▸ **WORK TO COMPLETE**
Write out every single entry exactly.

▸ **GIVEN DATA**
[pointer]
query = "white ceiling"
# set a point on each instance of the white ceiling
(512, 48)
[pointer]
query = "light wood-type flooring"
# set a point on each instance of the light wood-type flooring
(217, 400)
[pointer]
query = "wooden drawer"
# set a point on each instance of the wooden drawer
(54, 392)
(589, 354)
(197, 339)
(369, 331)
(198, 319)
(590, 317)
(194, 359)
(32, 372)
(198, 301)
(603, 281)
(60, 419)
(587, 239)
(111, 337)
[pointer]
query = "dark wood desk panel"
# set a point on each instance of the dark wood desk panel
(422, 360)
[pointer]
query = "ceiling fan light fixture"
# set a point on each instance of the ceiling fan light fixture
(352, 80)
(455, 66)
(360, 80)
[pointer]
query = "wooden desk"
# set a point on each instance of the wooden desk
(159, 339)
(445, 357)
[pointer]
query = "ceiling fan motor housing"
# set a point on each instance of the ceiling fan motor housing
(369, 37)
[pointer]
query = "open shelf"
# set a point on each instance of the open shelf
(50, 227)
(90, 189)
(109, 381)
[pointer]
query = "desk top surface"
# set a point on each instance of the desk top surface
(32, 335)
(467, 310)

▸ **COMPLETE OUTPUT**
[pointer]
query = "white ceiling"
# set a point on each instance of the white ceiling
(512, 48)
[pointer]
query = "light wood-type flooring"
# set a point on each instance of the light wood-type flooring
(217, 400)
[pointer]
query = "wooden drawer"
# set a point on each instance of the wooden drawer
(54, 392)
(589, 354)
(197, 339)
(369, 331)
(198, 319)
(590, 317)
(194, 359)
(32, 372)
(198, 301)
(603, 281)
(60, 419)
(587, 239)
(111, 337)
[pointer]
query = "dark wood desk panel"
# set a point on each instance of the dark wood desk panel
(422, 360)
[pointer]
query = "ceiling fan light fixture"
# set a point on each instance of the ceiling fan light fixture
(352, 80)
(455, 66)
(360, 80)
[pointer]
query = "wooden desk"
# set a point on each instance of the wooden desk
(159, 339)
(445, 357)
[pointer]
query = "ceiling fan motor housing"
# set a point on each instance of the ceiling fan motor housing
(369, 37)
[pointer]
query = "open shelf"
# set a point on each instance of the open shelf
(50, 227)
(90, 189)
(109, 381)
[pointer]
query = "desk top surface"
# set a point on each instance of the desk top surface
(32, 335)
(467, 310)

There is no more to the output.